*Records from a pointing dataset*
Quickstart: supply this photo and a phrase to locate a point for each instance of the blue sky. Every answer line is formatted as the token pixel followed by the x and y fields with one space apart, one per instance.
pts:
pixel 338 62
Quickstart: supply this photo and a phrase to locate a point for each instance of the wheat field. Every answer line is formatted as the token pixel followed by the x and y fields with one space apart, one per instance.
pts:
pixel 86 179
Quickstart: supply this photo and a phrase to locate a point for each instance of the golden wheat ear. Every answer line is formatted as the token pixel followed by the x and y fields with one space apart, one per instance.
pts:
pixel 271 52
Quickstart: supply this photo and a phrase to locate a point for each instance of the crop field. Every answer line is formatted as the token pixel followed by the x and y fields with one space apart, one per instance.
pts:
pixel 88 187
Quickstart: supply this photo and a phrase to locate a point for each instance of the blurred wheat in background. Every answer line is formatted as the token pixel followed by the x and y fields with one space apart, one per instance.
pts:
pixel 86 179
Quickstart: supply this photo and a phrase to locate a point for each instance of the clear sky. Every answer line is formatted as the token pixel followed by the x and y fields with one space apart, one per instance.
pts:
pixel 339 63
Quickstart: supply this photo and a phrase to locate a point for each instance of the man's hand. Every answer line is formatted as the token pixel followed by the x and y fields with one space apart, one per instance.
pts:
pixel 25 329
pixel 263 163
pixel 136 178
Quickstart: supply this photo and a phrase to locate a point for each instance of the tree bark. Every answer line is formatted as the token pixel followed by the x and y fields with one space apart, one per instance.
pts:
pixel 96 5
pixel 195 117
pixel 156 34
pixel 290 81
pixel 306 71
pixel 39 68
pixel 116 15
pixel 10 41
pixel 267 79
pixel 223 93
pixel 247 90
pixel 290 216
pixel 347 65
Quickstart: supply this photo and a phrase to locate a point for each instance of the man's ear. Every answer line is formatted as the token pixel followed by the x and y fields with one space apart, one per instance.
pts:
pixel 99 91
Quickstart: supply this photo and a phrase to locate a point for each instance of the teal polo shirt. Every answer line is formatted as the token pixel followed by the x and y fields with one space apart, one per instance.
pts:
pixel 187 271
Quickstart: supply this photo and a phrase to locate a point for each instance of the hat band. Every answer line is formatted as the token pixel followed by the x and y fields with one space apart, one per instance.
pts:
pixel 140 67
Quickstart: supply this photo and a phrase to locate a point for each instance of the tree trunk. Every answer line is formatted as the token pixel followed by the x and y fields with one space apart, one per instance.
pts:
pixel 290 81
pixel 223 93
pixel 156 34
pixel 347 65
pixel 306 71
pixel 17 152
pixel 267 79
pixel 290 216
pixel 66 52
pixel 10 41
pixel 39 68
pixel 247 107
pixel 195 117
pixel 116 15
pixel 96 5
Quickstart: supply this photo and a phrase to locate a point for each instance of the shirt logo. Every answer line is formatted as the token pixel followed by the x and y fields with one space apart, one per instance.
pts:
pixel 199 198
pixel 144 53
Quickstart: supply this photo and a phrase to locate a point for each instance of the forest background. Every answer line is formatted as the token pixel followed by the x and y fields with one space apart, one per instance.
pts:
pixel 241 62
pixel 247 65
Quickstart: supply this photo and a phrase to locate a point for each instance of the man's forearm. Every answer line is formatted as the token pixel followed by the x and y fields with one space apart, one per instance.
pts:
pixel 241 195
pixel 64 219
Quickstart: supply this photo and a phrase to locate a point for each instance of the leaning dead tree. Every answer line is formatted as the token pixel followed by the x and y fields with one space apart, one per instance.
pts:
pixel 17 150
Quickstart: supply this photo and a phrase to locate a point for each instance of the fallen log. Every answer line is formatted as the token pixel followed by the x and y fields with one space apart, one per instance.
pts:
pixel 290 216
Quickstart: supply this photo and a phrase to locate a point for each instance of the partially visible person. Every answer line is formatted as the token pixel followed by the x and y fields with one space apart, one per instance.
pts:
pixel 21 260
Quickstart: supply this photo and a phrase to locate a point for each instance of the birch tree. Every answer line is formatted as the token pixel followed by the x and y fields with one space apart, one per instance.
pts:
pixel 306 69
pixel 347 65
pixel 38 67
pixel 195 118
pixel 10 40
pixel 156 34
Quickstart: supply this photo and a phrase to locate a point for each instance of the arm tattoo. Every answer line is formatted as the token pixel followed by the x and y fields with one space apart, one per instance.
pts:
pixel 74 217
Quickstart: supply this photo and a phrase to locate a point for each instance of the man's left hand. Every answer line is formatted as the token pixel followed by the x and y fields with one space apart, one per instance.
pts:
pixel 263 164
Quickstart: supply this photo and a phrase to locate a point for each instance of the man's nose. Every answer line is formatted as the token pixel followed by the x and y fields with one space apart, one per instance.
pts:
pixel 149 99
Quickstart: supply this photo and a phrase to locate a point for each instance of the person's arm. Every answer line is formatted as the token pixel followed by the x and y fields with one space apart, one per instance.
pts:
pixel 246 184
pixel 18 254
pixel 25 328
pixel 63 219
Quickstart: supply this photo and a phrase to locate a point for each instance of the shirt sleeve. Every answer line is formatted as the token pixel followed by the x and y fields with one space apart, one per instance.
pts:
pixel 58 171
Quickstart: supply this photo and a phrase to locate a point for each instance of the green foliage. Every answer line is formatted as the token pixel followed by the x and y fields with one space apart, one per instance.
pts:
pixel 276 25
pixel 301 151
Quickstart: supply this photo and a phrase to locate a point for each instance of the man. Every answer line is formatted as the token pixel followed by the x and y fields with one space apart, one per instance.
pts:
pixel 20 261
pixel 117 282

*Goal of the exercise*
Give every line of the listing above as a Markdown table with the columns Row and Line. Number the rows in order and leave out blank lines.

*Complete output*
| Row | Line |
|---|---|
| 1 | Quickstart: supply this photo and a phrase to locate a point for each instance of the blue sky. Every answer line is formatted as the token pixel followed by the x and y fields with one space apart, one per instance. |
| 2 | pts: |
| 3 | pixel 338 62 |
| 4 | Quickstart: supply this photo and a phrase to locate a point for each instance of the wheat field. Every answer line is formatted as the token pixel followed by the x and y fields with one space apart, one per instance. |
| 5 | pts: |
| 6 | pixel 86 179 |
| 7 | Quickstart: supply this photo and a phrase to locate a point for each instance of the golden wheat ear. Every answer line is formatted as the token pixel followed by the x and y fields with one space apart, one per instance. |
| 8 | pts: |
| 9 | pixel 271 52 |
| 10 | Quickstart: supply this photo and a phrase to locate a point for each instance of the crop field. Every answer line is formatted as the token pixel followed by the x and y fields with one space apart, one per instance. |
| 11 | pts: |
| 12 | pixel 88 187 |
| 13 | Quickstart: supply this photo and a phrase to locate a point for each instance of the blurred wheat in background. Every answer line is formatted as the token pixel followed by the x and y fields with one space apart, one per instance. |
| 14 | pts: |
| 15 | pixel 86 179 |
| 16 | Quickstart: supply this photo and a phrase to locate a point for each instance of the clear sky. Every answer line is formatted as the token pixel followed by the x and y fields with one space apart, one per instance. |
| 17 | pts: |
| 18 | pixel 339 63 |
| 19 | Quickstart: supply this photo and a phrase to locate a point for each instance of the man's hand. Every answer line is formatted as the token pixel followed by the x and y fields with one space apart, one per instance. |
| 20 | pts: |
| 21 | pixel 25 329 |
| 22 | pixel 263 163 |
| 23 | pixel 136 178 |
| 24 | Quickstart: supply this photo and a phrase to locate a point for each instance of the tree bark. Every answer line is formatted as the token pixel followed by the x and y fields with one space apart, one per instance. |
| 25 | pts: |
| 26 | pixel 96 5 |
| 27 | pixel 195 117 |
| 28 | pixel 156 34 |
| 29 | pixel 290 81 |
| 30 | pixel 306 71 |
| 31 | pixel 39 68 |
| 32 | pixel 116 15 |
| 33 | pixel 10 41 |
| 34 | pixel 267 79 |
| 35 | pixel 223 93 |
| 36 | pixel 247 90 |
| 37 | pixel 290 216 |
| 38 | pixel 347 65 |
| 39 | Quickstart: supply this photo and a phrase to locate a point for each instance of the man's ear. Every answer line is formatted as the token pixel followed by the x and y fields with one space apart, one per instance. |
| 40 | pts: |
| 41 | pixel 99 91 |
| 42 | Quickstart: supply this photo and a phrase to locate a point for each instance of the teal polo shirt. Every answer line is formatted as the token pixel followed by the x and y fields with one space apart, one per instance. |
| 43 | pts: |
| 44 | pixel 187 271 |
| 45 | Quickstart: supply this photo and a phrase to locate a point for each instance of the hat band. Every answer line is formatted as the token pixel followed by the x and y fields with one space apart, one per instance. |
| 46 | pts: |
| 47 | pixel 140 67 |
| 48 | Quickstart: supply this photo and a phrase to locate a point for each instance of the tree trunk. Every answer line is formatted as the token pixel followed by the x and y fields with one space apart, one per instance. |
| 49 | pts: |
| 50 | pixel 290 81 |
| 51 | pixel 223 93 |
| 52 | pixel 156 34 |
| 53 | pixel 347 65 |
| 54 | pixel 306 71 |
| 55 | pixel 17 152 |
| 56 | pixel 267 79 |
| 57 | pixel 290 216 |
| 58 | pixel 66 52 |
| 59 | pixel 10 41 |
| 60 | pixel 39 68 |
| 61 | pixel 247 107 |
| 62 | pixel 195 117 |
| 63 | pixel 116 15 |
| 64 | pixel 96 5 |
| 65 | Quickstart: supply this photo and a phrase to locate a point for each instance of the shirt logo. Every answer line is formatted as the token pixel followed by the x and y fields with one space apart, one per instance. |
| 66 | pts: |
| 67 | pixel 199 198 |
| 68 | pixel 144 53 |
| 69 | Quickstart: supply this photo and a phrase to locate a point for each instance of the forest background. Every answer line is formatted as the token pixel followed by the x and y fields with one space apart, one per instance. |
| 70 | pts: |
| 71 | pixel 241 62 |
| 72 | pixel 247 65 |
| 73 | Quickstart: supply this photo and a phrase to locate a point for each instance of the man's forearm. Every answer line is formatted as the token pixel followed by the x and y fields with one space apart, one per instance. |
| 74 | pts: |
| 75 | pixel 241 195 |
| 76 | pixel 64 219 |
| 77 | Quickstart: supply this photo and a phrase to locate a point for each instance of the leaning dead tree. Every answer line is formatted as the token pixel followed by the x and y fields with one space apart, one per instance. |
| 78 | pts: |
| 79 | pixel 17 150 |
| 80 | Quickstart: supply this photo and a phrase to locate a point for each instance of the fallen log. Every answer line is formatted as the token pixel followed by the x and y fields with one space apart, one per instance. |
| 81 | pts: |
| 82 | pixel 290 216 |
| 83 | Quickstart: supply this photo and a phrase to locate a point for each instance of the partially visible person. Every answer line is formatted as the token pixel followed by the x and y fields with one space apart, one per instance. |
| 84 | pts: |
| 85 | pixel 21 260 |
| 86 | Quickstart: supply this photo and a phrase to locate a point for each instance of the birch tree. Every answer line is formatted as the token pixel followed by the x and y fields with one space apart, one per instance. |
| 87 | pts: |
| 88 | pixel 306 69 |
| 89 | pixel 347 65 |
| 90 | pixel 38 67 |
| 91 | pixel 195 118 |
| 92 | pixel 10 40 |
| 93 | pixel 156 34 |
| 94 | Quickstart: supply this photo and a phrase to locate a point for each instance of the arm tattoo. Every answer line is formatted as the token pixel followed by the x and y fields with one space apart, one per instance. |
| 95 | pts: |
| 96 | pixel 74 217 |
| 97 | Quickstart: supply this photo and a phrase to locate a point for each instance of the man's left hand. Every answer line is formatted as the token pixel followed by the x and y fields with one space apart, one per instance. |
| 98 | pts: |
| 99 | pixel 263 164 |
| 100 | Quickstart: supply this photo and a phrase to locate a point for each instance of the man's nose. Every answer line is formatted as the token pixel followed by the x and y fields with one space apart, one per instance. |
| 101 | pts: |
| 102 | pixel 149 99 |
| 103 | Quickstart: supply this photo and a phrase to locate a point for each instance of the person's arm. Every answer line is formatted as the token pixel followed by the x and y fields with one space apart, one per instance. |
| 104 | pts: |
| 105 | pixel 246 184 |
| 106 | pixel 18 254 |
| 107 | pixel 25 328 |
| 108 | pixel 63 219 |
| 109 | Quickstart: supply this photo and a phrase to locate a point for each instance of the shirt sleeve. Every answer line is formatted as the token pixel followed by the x and y fields with one space apart, one per instance. |
| 110 | pts: |
| 111 | pixel 58 171 |
| 112 | Quickstart: supply this photo and a phrase to locate a point for each instance of the green foliage. Every answer line is formatted as the token pixel followed by the x and y fields with one space apart, one per instance. |
| 113 | pts: |
| 114 | pixel 276 25 |
| 115 | pixel 301 151 |
| 116 | Quickstart: supply this photo and a phrase to locate a point for each instance of the man. Every answer line is formatted as the token pixel followed by the x and y fields with one space apart, one per instance. |
| 117 | pts: |
| 118 | pixel 20 261 |
| 119 | pixel 117 282 |